**Directions for this task:**
Exact output of all the records is required.

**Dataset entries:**
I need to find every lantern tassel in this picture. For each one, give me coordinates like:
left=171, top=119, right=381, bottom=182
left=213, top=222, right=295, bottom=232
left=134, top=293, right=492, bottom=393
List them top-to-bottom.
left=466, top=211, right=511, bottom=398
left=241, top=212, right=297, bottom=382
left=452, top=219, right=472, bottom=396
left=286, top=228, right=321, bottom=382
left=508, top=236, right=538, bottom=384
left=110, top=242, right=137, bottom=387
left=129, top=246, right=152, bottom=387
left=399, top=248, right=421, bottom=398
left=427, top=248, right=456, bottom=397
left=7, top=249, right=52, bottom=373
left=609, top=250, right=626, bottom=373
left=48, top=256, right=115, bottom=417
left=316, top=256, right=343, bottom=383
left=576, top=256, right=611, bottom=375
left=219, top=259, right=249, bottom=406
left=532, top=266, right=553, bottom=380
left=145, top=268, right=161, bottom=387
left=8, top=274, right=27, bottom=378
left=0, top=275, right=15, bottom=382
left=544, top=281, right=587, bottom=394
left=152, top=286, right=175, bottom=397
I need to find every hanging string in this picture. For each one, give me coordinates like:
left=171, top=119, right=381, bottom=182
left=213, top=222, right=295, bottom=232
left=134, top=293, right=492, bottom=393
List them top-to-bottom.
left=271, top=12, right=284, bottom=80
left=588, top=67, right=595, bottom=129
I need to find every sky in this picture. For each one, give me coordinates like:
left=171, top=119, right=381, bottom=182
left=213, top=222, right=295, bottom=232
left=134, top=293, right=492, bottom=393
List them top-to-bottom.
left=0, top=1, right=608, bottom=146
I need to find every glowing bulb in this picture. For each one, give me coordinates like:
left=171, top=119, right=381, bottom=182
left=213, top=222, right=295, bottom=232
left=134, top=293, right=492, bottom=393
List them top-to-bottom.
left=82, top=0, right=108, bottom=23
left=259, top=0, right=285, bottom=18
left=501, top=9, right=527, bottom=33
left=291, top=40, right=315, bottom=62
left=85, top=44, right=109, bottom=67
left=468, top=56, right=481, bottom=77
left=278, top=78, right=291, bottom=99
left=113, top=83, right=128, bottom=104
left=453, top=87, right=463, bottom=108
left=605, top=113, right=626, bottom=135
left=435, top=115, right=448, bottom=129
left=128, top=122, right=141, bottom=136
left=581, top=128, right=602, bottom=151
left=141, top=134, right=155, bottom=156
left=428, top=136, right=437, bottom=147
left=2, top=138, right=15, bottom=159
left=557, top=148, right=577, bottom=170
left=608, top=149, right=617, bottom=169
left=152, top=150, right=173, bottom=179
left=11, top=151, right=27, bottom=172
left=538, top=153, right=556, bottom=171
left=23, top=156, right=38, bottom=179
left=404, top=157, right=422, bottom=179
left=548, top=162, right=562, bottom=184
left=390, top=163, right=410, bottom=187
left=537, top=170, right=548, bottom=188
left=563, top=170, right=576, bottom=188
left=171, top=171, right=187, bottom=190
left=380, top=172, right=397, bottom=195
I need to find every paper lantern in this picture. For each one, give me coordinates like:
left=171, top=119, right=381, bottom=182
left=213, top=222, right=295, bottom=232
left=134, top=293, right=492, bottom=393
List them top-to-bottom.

**Exercise response:**
I need to find every lantern tassel in this picture. For each one, give me coordinates like:
left=171, top=119, right=381, bottom=182
left=213, top=222, right=295, bottom=232
left=134, top=293, right=492, bottom=393
List them top-to-bottom.
left=466, top=211, right=511, bottom=398
left=241, top=212, right=297, bottom=382
left=452, top=219, right=472, bottom=396
left=286, top=228, right=321, bottom=382
left=508, top=236, right=538, bottom=384
left=110, top=242, right=137, bottom=387
left=129, top=246, right=152, bottom=387
left=399, top=248, right=421, bottom=398
left=427, top=248, right=456, bottom=397
left=7, top=249, right=52, bottom=373
left=609, top=250, right=626, bottom=373
left=48, top=256, right=115, bottom=417
left=316, top=256, right=343, bottom=383
left=576, top=256, right=611, bottom=375
left=219, top=259, right=249, bottom=406
left=532, top=266, right=553, bottom=380
left=145, top=268, right=161, bottom=387
left=8, top=274, right=27, bottom=378
left=0, top=275, right=15, bottom=382
left=544, top=281, right=587, bottom=394
left=152, top=286, right=175, bottom=397
I need to find every hanging string in this picture. For each one, give me coordinates like:
left=171, top=119, right=381, bottom=182
left=213, top=222, right=295, bottom=232
left=134, top=293, right=492, bottom=393
List them top-to-bottom.
left=271, top=12, right=284, bottom=80
left=588, top=67, right=595, bottom=129
I need to find every sky in this picture. For each one, give me coordinates like:
left=171, top=119, right=381, bottom=182
left=213, top=222, right=295, bottom=232
left=134, top=293, right=492, bottom=393
List them top-to-bottom.
left=0, top=1, right=608, bottom=146
I need to find every glowing bulb in this picture. For each one, give me coordinates like:
left=171, top=119, right=381, bottom=182
left=213, top=222, right=295, bottom=232
left=134, top=293, right=492, bottom=393
List them top-to-bottom.
left=82, top=0, right=108, bottom=23
left=259, top=0, right=285, bottom=18
left=501, top=9, right=527, bottom=33
left=291, top=40, right=315, bottom=62
left=85, top=44, right=109, bottom=67
left=468, top=56, right=481, bottom=77
left=278, top=78, right=291, bottom=99
left=113, top=83, right=128, bottom=104
left=453, top=87, right=463, bottom=108
left=605, top=113, right=626, bottom=135
left=435, top=115, right=448, bottom=129
left=128, top=122, right=141, bottom=136
left=581, top=128, right=602, bottom=151
left=141, top=134, right=155, bottom=156
left=428, top=136, right=437, bottom=147
left=2, top=138, right=15, bottom=159
left=557, top=148, right=577, bottom=170
left=608, top=149, right=617, bottom=169
left=152, top=150, right=173, bottom=179
left=11, top=151, right=27, bottom=172
left=538, top=153, right=556, bottom=171
left=23, top=156, right=38, bottom=179
left=404, top=157, right=422, bottom=179
left=548, top=162, right=562, bottom=184
left=390, top=163, right=410, bottom=187
left=537, top=170, right=548, bottom=188
left=563, top=170, right=576, bottom=188
left=171, top=171, right=187, bottom=190
left=380, top=172, right=397, bottom=195
I need to find every paper lantern in this picture. For each one, give me coordinates like:
left=171, top=119, right=381, bottom=182
left=213, top=222, right=295, bottom=232
left=134, top=293, right=492, bottom=393
List them top-to-bottom.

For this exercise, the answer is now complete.